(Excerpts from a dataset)
++++++
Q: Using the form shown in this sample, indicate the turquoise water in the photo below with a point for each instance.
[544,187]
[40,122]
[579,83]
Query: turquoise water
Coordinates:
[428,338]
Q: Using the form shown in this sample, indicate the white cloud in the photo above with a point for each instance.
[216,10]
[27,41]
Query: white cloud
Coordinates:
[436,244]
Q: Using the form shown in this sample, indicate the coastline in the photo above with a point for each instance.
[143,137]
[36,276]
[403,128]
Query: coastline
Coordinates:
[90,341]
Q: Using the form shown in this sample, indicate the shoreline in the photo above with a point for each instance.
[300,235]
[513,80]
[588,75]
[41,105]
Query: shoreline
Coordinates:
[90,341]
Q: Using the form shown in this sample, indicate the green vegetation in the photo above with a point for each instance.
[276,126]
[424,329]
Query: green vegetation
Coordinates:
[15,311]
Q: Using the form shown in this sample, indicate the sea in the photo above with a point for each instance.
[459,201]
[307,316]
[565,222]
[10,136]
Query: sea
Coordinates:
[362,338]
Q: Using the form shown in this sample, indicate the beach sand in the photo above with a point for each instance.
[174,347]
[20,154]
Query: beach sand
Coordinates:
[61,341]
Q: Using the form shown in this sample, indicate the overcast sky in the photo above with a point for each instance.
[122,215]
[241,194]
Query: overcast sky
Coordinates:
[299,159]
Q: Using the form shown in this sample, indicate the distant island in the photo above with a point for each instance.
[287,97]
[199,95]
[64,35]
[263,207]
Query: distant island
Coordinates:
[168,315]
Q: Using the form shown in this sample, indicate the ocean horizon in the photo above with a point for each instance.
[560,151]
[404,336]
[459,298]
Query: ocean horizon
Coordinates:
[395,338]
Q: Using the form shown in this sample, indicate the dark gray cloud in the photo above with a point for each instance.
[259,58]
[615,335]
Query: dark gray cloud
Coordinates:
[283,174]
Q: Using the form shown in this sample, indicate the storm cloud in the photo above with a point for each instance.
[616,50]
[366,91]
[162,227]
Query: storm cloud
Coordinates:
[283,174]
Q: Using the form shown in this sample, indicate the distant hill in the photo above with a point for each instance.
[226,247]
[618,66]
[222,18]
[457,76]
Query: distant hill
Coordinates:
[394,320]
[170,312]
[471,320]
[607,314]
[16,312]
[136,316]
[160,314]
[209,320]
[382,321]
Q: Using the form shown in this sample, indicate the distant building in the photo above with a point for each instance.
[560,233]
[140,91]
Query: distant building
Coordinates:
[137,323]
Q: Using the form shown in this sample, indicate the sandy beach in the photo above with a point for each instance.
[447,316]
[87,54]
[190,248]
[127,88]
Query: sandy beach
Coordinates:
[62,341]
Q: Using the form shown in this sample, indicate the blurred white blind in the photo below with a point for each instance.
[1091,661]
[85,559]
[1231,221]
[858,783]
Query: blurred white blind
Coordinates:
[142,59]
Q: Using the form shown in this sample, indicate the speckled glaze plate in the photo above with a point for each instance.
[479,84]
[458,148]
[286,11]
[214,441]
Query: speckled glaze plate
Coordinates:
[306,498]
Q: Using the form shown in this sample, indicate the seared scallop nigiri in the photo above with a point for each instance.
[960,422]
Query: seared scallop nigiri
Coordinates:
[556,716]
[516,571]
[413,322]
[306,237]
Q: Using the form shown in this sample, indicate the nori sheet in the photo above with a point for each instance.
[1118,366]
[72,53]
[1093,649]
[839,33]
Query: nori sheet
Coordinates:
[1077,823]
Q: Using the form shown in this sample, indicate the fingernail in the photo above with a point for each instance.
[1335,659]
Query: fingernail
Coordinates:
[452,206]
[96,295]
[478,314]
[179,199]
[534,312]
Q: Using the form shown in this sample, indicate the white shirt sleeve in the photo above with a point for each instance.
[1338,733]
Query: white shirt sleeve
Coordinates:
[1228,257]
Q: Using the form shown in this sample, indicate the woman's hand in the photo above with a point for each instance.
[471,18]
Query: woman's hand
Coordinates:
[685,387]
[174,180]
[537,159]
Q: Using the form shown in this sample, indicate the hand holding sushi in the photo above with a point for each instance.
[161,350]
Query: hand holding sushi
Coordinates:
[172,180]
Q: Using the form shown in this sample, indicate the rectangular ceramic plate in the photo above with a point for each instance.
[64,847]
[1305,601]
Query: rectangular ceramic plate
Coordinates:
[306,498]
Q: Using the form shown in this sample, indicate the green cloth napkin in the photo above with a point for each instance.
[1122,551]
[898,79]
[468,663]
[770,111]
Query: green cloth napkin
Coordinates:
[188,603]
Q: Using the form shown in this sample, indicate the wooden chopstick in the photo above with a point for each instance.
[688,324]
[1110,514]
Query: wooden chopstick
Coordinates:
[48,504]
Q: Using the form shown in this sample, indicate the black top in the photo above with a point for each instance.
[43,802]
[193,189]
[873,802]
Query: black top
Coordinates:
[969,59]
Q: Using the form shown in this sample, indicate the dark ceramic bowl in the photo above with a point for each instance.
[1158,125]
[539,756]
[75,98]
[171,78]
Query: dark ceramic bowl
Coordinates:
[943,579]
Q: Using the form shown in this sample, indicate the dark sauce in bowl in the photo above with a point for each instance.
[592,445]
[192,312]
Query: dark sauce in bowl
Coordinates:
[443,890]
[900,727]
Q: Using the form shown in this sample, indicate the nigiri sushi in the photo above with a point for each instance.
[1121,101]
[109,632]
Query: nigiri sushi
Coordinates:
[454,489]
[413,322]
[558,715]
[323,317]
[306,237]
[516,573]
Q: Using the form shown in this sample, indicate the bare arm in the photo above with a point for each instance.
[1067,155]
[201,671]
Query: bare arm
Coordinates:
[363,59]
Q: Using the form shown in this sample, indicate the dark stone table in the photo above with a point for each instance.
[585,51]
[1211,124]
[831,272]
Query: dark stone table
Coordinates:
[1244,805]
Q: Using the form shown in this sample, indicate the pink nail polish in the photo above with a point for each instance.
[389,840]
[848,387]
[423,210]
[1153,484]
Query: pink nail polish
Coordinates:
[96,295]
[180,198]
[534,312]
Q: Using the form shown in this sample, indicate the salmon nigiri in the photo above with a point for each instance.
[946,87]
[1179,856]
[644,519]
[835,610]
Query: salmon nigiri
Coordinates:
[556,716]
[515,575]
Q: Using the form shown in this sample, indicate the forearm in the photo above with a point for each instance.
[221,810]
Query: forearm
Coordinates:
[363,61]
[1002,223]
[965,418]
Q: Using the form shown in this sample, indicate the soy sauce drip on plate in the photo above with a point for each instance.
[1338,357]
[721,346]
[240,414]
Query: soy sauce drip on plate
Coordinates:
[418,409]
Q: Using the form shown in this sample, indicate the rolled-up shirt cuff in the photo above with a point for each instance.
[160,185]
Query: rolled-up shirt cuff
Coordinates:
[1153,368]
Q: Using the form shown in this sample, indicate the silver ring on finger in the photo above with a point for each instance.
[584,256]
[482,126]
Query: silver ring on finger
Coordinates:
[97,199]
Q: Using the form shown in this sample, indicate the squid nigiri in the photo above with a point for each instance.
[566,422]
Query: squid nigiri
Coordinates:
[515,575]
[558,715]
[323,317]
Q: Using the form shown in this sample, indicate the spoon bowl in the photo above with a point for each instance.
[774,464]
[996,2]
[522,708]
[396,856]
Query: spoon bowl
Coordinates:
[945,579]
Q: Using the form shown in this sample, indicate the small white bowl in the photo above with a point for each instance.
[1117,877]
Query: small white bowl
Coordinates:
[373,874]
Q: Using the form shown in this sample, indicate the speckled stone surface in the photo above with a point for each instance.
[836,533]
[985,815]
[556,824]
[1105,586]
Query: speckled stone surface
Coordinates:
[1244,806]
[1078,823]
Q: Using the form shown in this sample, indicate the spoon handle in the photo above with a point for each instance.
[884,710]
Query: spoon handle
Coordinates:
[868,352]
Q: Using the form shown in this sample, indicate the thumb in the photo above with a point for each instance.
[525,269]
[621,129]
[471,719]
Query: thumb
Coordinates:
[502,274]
++++++
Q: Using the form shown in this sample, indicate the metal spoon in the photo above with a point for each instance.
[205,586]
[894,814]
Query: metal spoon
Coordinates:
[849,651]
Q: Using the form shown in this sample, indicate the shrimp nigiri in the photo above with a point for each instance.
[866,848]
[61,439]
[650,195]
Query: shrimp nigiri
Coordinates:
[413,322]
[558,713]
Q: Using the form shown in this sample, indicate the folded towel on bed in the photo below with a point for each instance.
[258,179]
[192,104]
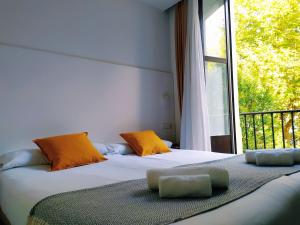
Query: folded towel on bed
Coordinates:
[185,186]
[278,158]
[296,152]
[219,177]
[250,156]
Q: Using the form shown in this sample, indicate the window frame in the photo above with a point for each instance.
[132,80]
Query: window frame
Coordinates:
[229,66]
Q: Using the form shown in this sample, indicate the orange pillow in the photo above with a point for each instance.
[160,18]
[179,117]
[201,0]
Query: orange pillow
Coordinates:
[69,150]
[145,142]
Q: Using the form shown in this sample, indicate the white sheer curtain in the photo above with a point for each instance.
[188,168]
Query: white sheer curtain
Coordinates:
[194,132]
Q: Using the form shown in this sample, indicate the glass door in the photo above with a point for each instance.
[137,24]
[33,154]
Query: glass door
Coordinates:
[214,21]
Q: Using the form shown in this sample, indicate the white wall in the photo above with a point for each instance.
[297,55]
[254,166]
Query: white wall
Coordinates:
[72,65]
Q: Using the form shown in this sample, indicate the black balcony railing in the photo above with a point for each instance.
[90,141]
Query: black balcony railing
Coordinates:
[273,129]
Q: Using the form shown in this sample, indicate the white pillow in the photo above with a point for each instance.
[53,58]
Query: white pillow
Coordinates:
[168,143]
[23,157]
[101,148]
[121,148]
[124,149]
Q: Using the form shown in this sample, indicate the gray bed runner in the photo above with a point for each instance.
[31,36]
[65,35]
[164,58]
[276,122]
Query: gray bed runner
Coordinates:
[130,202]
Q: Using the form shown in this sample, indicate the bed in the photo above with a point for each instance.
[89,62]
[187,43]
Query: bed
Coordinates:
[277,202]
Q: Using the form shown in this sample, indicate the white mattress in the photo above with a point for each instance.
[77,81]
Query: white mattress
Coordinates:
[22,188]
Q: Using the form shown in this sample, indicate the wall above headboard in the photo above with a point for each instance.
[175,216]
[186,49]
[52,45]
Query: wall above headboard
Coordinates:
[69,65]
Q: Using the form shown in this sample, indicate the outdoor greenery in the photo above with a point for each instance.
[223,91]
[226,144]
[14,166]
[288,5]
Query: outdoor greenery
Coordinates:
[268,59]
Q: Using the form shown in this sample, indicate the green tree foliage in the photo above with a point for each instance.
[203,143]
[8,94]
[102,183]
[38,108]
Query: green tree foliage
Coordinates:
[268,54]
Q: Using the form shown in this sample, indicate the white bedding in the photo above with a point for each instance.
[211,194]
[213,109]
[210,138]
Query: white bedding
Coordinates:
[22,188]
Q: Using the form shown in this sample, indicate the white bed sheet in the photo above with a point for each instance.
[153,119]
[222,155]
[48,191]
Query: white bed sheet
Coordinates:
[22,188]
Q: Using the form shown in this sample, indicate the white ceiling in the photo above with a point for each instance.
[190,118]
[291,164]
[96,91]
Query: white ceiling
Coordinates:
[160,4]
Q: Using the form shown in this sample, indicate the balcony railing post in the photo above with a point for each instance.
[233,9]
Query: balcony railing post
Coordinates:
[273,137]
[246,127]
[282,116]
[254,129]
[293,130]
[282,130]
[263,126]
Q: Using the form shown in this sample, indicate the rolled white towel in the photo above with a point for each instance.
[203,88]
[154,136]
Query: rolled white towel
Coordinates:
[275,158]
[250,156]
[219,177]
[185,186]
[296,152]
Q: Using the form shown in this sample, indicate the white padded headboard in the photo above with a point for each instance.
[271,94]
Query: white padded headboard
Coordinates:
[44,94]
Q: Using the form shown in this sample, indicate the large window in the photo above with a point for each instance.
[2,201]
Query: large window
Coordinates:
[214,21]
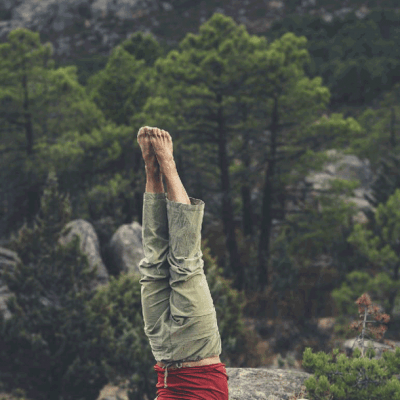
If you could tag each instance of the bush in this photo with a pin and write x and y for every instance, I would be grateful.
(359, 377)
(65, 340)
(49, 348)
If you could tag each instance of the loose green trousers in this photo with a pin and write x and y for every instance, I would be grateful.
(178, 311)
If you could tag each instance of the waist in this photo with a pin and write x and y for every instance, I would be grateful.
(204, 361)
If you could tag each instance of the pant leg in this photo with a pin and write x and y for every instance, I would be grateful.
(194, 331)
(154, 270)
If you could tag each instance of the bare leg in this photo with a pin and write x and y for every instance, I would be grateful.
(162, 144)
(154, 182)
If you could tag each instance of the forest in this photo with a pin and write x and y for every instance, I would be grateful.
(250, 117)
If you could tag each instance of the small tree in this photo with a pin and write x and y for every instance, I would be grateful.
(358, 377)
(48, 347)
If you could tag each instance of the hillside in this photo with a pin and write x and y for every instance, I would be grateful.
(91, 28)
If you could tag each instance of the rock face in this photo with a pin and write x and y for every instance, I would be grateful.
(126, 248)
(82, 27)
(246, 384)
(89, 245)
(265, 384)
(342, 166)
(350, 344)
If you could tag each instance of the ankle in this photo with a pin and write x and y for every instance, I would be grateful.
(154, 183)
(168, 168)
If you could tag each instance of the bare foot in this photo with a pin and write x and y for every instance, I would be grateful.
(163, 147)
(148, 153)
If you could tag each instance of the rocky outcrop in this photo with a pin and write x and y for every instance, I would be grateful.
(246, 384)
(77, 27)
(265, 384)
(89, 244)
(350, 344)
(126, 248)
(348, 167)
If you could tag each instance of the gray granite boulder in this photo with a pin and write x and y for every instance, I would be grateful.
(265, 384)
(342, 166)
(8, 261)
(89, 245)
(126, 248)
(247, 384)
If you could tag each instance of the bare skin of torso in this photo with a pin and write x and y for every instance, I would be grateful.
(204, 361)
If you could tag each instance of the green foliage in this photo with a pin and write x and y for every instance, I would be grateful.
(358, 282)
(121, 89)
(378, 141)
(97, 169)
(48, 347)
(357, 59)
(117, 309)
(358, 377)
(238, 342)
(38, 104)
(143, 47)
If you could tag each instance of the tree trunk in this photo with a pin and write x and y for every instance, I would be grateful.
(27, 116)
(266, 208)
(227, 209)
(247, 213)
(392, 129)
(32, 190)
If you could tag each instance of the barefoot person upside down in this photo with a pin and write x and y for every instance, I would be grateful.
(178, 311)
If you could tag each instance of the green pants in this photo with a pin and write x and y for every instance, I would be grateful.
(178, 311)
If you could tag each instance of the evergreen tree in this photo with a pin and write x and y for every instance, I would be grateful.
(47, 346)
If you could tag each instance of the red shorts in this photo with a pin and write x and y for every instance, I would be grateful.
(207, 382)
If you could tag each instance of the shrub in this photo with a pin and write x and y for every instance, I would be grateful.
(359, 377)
++++++
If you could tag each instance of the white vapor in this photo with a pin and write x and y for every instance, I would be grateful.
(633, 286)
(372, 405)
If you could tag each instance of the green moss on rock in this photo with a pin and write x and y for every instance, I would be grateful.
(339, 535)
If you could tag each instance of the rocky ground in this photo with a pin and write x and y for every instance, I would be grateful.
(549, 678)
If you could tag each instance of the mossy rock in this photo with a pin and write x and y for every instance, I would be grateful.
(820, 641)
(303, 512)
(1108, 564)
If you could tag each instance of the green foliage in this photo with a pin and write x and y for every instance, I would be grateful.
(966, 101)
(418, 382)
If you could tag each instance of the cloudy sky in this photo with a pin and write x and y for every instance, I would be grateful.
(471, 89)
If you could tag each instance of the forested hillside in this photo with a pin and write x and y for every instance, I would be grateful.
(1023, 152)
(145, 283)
++++++
● **Action item**
Above are the records; from them, give again exactly the lines from the one containing "the green vegetation" to the one containing "Query: distant hill", both lines included, and nothing more.

● **Written solution**
Q: Using the form shown in this sample, indicate the green vegetation in the photo above with a point for each instance.
[276,126]
[424,329]
Query: green vegetation
Coordinates:
[15,311]
Q: Using the form shown in this sample, indicate the sea in the photo above with a point for each instance.
[459,201]
[307,316]
[565,222]
[10,136]
Query: sea
Coordinates:
[362,338]
Q: Using the form shown in this sample, indicate the beach sand in the photo above with a point for each instance.
[174,347]
[20,154]
Query: beach sand
Coordinates:
[61,341]
Q: Using the form shown in this sample, indicate the overcast sky in the photo above with a point for each instance.
[122,215]
[241,194]
Query: overcast sky
Coordinates:
[299,159]
Q: Using the form shown in this sample, indicate the distant island in the photo above with a point for each instance.
[287,97]
[199,95]
[64,35]
[263,207]
Query: distant island
Coordinates:
[168,315]
Q: Using the form shown in this sample, indicate the ocean horizon in the photo above with a point for each instance.
[560,151]
[404,336]
[459,298]
Query: ocean horizon
Coordinates:
[395,338]
Q: Using the form shown in this sample, indicate the dark gray cloud in the photo above with a point for each instance.
[259,58]
[615,335]
Query: dark gray cloud
Coordinates:
[283,174]
Q: Using the form shown in this sample, indicate the storm cloud in the photo above with a point for each instance.
[616,50]
[366,91]
[162,227]
Query: storm cloud
Coordinates:
[283,174]
Q: Using the form shown in this sample, indicate the distant hill in the photo above with a point for each instance.
[226,247]
[618,66]
[222,18]
[457,76]
Query: distant hill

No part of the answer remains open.